▶ [Vragen en opdrachten]:
1. Geef bij elke uitspraak aan of die klopt met de tekst over een algemeen identiteitsbewijs: ja of nee, met de woorden uit de tekst die de doorslag geven, letterlijk geciteerd. (a) Een nieuw identiteitsbewijs zou het paspoort en het rijbewijs vervangen. (b) Het nieuwe bewijs zou aan alle burgers boven de twaalf jaar moeten worden verstrekt. (c) De burger zou het extra document gratis krijgen.
2. Schrijf een vervolg op de tekst over de identificatieplicht dat aansluit op de laatste zin.

▶ [Aangeleverde tekst]:
:::::

Op het eerste gezicht lijkt het aantrekkelijk dat een burger zich in alle situaties met één identiteitsbewijs kan identificeren. In de eerste plaats is aan de ontwikkeling van een nieuw bewijs en de schaal waarop dat moet worden verstrekt (namelijk aan alle burgers boven de twaalf jaar) een eigen problematiek verbonden. Voor de uitgifte van een nieuwe kaart zal moeten worden gecontroleerd of degene die het identiteitsbewijs komt ophalen, degene is die hij opgeeft te zijn. In de tweede plaats kan een nieuw identiteitsbewijs slechts een aanvulling op de bestaande documenten betekenen. Deze verliezen immers niet hun functie. Bestuurders van motorrijtuigen zullen desgevorderd hun rijbewijs ter inzage moeten afgeven; bij grensoverschrijding blijft het paspoort nodig en vreemdelingen zullen desgevraagd hun verblijfsstatus moeten kunnen aantonen. Een vereenvoudiging of vervanging betekent invoering van een algemeen identiteitsbewijs niet.
Voor de burger behoeft het verschil in bestaande identiteitsbewijzen geen extra verwarring of belasting op te leveren: hij kan zich in de meeste situaties met zijn paspoort of Europese identiteitskaart identificeren; voor vreemdelingen gelden de vreemdelingenrechtelijke bepalingen en documenten. Een toegevoegde waarde in de zin dat invoering van een nieuw identiteitsbewijs zou leiden tot verbetering van controlemogelijkheden of gebruiksgemak voor de burger, acht ik niet aanwezig. De burger wordt alleen verplicht tot het bij zich dragen van een extra document, dat niet kosteloos kan worden verstrekt. Daarnaast blijft de verplichting om in bepaalde situaties nog andere documenten te tonen.
Bij invoering van een algemene identificatieplicht wordt afstand genomen van het idee dat de identificatieplicht dienstbaar moet zijn aan de handhaving van bepaalde wetten. Met het opnemen van partiële identificatieplichten is een specifieke doelbinding beoogd. Gelet op de uiteenlopende doeleinden die met de verschillende identificatieplichten gediend worden, is het gewenst dat steeds per regeling wordt afgewogen waarom een identificatieplicht noodzakelijk is en welke risico’s aanvaardbaar zijn te achten door het accepteren van andere documenten dan de algemeen erkende identiteitsbewijzen. Zij zijn situationeel en functioneel bepaald.

:::::

▶ [Gegevens]:
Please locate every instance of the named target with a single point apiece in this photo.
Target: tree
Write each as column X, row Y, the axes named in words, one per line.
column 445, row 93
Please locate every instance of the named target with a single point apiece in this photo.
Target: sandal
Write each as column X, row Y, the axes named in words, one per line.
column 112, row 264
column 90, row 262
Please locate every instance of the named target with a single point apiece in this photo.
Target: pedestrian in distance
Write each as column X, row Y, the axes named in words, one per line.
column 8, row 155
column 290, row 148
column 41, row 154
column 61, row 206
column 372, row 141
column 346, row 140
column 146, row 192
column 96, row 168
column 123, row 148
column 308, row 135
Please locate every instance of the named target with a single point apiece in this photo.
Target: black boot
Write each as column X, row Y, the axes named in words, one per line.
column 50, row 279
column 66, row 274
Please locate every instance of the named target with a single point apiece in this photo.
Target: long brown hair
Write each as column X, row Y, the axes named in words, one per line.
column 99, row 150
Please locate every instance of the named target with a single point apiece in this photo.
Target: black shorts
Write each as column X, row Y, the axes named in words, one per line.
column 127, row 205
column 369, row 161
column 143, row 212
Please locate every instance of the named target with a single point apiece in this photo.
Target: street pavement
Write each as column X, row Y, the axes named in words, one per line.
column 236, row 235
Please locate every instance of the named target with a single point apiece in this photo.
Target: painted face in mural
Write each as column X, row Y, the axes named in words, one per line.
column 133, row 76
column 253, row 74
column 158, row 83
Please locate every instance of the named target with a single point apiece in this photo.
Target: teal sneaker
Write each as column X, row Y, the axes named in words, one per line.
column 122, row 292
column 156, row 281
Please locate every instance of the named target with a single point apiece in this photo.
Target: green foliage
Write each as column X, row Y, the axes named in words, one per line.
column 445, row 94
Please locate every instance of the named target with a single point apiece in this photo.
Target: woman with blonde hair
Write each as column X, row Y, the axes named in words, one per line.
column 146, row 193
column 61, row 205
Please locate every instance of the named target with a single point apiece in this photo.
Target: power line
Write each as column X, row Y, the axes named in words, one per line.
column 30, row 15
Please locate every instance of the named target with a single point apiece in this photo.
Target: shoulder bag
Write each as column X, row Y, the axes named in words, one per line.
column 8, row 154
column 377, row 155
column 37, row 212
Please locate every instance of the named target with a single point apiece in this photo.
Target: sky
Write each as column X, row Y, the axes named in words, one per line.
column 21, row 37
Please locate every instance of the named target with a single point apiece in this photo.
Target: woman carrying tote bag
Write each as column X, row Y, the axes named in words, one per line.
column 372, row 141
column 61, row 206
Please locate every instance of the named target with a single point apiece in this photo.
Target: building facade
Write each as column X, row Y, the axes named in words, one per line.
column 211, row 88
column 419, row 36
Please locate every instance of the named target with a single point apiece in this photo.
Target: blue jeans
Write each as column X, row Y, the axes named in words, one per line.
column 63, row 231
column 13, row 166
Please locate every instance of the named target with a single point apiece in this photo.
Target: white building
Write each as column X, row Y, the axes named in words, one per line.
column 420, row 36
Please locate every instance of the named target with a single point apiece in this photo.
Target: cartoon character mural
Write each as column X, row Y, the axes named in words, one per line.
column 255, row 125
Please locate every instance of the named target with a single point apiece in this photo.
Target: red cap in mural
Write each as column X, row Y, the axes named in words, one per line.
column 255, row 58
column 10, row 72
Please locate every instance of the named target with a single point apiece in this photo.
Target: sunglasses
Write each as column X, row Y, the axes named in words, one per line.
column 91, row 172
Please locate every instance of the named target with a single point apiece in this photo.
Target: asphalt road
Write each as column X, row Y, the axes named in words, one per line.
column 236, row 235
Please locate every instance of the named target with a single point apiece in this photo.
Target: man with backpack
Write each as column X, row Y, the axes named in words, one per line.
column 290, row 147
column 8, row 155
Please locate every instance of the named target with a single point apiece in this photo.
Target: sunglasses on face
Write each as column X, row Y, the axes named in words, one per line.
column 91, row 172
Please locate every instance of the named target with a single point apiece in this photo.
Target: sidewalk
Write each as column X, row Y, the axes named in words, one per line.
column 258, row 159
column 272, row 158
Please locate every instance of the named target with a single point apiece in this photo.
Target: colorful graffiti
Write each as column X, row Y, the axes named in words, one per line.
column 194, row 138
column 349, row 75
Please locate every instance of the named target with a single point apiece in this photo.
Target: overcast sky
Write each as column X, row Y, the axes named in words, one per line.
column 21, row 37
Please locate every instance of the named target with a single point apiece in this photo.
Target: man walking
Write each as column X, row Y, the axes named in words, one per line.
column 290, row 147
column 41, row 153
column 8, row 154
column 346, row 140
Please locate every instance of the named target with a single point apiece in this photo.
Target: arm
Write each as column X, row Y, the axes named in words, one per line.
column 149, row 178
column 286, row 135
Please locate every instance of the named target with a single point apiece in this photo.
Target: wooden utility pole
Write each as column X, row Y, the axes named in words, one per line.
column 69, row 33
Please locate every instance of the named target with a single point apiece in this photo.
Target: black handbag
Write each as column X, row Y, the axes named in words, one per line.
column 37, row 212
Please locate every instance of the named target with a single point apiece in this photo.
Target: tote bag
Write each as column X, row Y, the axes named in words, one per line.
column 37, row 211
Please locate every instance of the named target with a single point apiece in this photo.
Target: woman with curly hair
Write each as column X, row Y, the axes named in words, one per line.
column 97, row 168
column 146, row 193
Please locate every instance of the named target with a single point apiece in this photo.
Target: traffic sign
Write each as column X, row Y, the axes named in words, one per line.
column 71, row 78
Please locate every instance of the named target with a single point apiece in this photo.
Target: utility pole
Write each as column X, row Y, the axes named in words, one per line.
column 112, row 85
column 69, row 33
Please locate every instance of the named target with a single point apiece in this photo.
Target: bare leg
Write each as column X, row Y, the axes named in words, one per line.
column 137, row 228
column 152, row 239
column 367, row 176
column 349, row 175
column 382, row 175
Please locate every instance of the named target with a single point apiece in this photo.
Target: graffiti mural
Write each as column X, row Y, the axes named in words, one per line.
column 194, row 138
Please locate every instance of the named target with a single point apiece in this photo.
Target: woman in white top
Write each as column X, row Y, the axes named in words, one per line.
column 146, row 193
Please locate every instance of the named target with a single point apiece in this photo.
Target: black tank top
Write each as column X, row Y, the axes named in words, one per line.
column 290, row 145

:::::

▶ [Uitgewerkte opgaven]:
1.
(a) Nee: "Een vereenvoudiging of vervanging betekent invoering van een algemeen identiteitsbewijs niet."
(b) Ja: "(namelijk aan alle burgers boven de twaalf jaar)"
(c) Nee: "dat niet kosteloos kan worden verstrekt"

2.
Aan de politie wordt bij een algemene identificatieplicht de bevoegdheid toegekend om zonder concrete aanleiding naar iemands identiteit te vragen; de burger is verplicht daartoe een identiteitsbewijs te tonen. De invoering van een algemene identificatieplicht wordt duidelijker merkbaar indien deze leidt tot afzonderlijke controle op de naleving en niet meer in relatie staat tot een bepaald doel. De wijze waarop die controle wordt uitgeoefend is in belangrijke mate bepalend voor de acceptatie daarvan.
Het handhavingsniveau van de verschillende wetten waarbij een identificatieplicht is gevestigd, kan worden verhoogd door het intensiever benutten van de reeds bestaande controlemogelijkheden; daarvoor is niet noodzakelijk dat de omvang van het aantal te controleren personen wordt uitgebreid. Afzonderlijke regelgeving zal moeten blijven bestaan met het oog op de controle op identiteit die niet aan de overheid, maar aan particulieren (werkgevers, ziektenkostenverzekeraars, notarissen, banken e.d.) is opgedragen.
Het kabinet is van oordeel dat het nu niet nodig is om over te gaan tot invoering van een algemene identificatieplicht. Wel is het zaak om te verzekeren dat de bestaande controlemogelijkheden beter kunnen worden toegepast en uitgevoerd. Daartoe is reeds regeringsbeleid in gang gezet.
Verbetering van identiteitscontroles
Het beleid van de regering is erop gericht om de controle op identiteitsgegevens te verbeteren op de terreinen die daarvoor zijn aangewezen en het meest in aanmerking komen. Het verplicht stellen van het dragen en tonen van een identiteitsbewijs draagt niet bij aan een verbetering van het handhavingsniveau in het algemeen, als de kans bestaat dat de gecontroleerde gegevens niet in alle gevallen juist zijn of indien de mogelijkheid bestaat dat identiteitsbewijzen op relatief eenvoudige wijze zijn te vervalsen.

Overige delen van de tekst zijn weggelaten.